- [Given information]:
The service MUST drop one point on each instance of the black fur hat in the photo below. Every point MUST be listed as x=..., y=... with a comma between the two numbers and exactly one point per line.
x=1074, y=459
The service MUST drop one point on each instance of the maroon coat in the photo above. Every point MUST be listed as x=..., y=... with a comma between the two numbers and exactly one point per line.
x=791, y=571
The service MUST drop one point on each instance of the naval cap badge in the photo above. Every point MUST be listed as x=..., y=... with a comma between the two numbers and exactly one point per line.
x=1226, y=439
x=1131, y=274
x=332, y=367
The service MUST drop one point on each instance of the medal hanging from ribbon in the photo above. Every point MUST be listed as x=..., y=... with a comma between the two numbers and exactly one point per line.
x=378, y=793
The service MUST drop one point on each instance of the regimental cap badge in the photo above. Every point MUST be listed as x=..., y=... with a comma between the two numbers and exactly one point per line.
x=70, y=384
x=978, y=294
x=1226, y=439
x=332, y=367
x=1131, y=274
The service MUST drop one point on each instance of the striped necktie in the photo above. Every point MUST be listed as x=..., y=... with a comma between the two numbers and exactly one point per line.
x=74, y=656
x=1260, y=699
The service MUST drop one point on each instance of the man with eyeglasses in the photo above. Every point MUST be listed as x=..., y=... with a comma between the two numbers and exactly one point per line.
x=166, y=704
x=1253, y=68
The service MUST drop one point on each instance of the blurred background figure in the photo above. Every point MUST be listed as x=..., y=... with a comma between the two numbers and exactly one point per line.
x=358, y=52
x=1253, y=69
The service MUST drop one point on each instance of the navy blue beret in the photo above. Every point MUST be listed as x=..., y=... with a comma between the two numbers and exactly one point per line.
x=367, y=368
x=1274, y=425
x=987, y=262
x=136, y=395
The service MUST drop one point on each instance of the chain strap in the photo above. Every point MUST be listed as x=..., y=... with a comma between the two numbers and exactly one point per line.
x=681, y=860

- [Exercise directions]:
Reproduce all of the data above, keeping every line identical to the original.

- [Answer to this task]:
The service MUST drop one point on each instance of the black fur hat in the photo below. Every point MUST be listed as x=..., y=... with a comma between the two numbers and exactly one point per line.
x=1074, y=459
The service MUST drop one point on each instance of the maroon coat in the photo above. Every point MUST be listed as x=..., y=... with a comma between the two numbers and exactly one point per line.
x=791, y=571
The service MUST drop one point on each instance of the naval cap badge in the photo above. Every point MUST be listed as x=..., y=... with a comma between the two numbers and exactly one point per line.
x=1226, y=439
x=1131, y=274
x=332, y=367
The service MUST drop one point on each instance of the medal hanging from ribbon in the photo above. Every point MUST be listed as x=..., y=... with a comma between the two numbers and exactly one point per line.
x=378, y=793
The service MUST drop one point on each instance of the regimental cap badge in the photo above. Every point MUST be listed as x=..., y=... with a comma between the two numbers and exactly one point per line.
x=70, y=384
x=978, y=294
x=1226, y=439
x=332, y=367
x=1131, y=274
The service MUST drop one point on each instance of the striped necktie in the photo above. Every point MUST be listed as x=..., y=... with a comma between the two numbers and exactly one point per line.
x=74, y=656
x=1260, y=699
The service MUST drop one point on each instance of the man with eyeglasses in the photo above. Every point MUST be listed as x=..., y=... with a comma between the two numbers and exactly one point per line.
x=166, y=704
x=1253, y=68
The service MUST drop one point on each instance of the blurred background figure in the photo above. Every point MUST be listed as x=..., y=... with a comma between the two numbers and exactly one point per line.
x=358, y=52
x=1253, y=69
The service MUST drop one point on each instance of the navy blue beret in the photo above. Every point MUST be listed as x=..., y=... with a comma between the two numbers and exactly one point per line.
x=367, y=368
x=1274, y=425
x=987, y=262
x=136, y=395
The service MUST drop one point on each instance of the chain strap in the photo above. Every point MUST be listed as x=..., y=... with a comma between the two numbers and exactly one point per line.
x=681, y=860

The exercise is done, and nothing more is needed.